■ Exercise objective ■
Copy these records word for word, keeping every line and symbol as shown, but leave out the pictures.

■ Data lines ■
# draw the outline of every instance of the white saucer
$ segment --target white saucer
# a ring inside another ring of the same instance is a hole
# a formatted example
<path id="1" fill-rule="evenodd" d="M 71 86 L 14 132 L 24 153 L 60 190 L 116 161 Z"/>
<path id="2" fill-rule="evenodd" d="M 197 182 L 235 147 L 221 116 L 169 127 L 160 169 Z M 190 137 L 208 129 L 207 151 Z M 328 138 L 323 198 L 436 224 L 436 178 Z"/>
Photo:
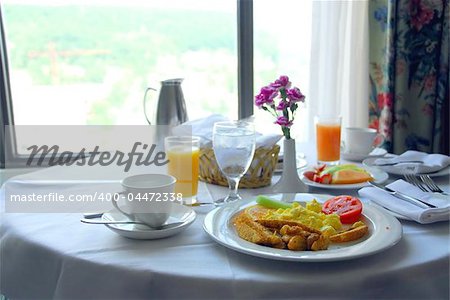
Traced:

■ Response ■
# draw the outline of every instance of the white saucer
$ segment --target white saucer
# a ring inside another ring of the same instance is a hole
# a formatted example
<path id="1" fill-rule="evenodd" d="M 71 86 L 14 132 L 24 153 L 60 190 L 116 161 Z"/>
<path id="2" fill-rule="evenodd" d="M 197 182 L 235 147 L 221 116 L 169 127 L 160 169 Z M 190 137 L 208 129 L 207 151 Z M 328 138 L 323 198 L 436 224 L 436 178 Z"/>
Photo:
Traced:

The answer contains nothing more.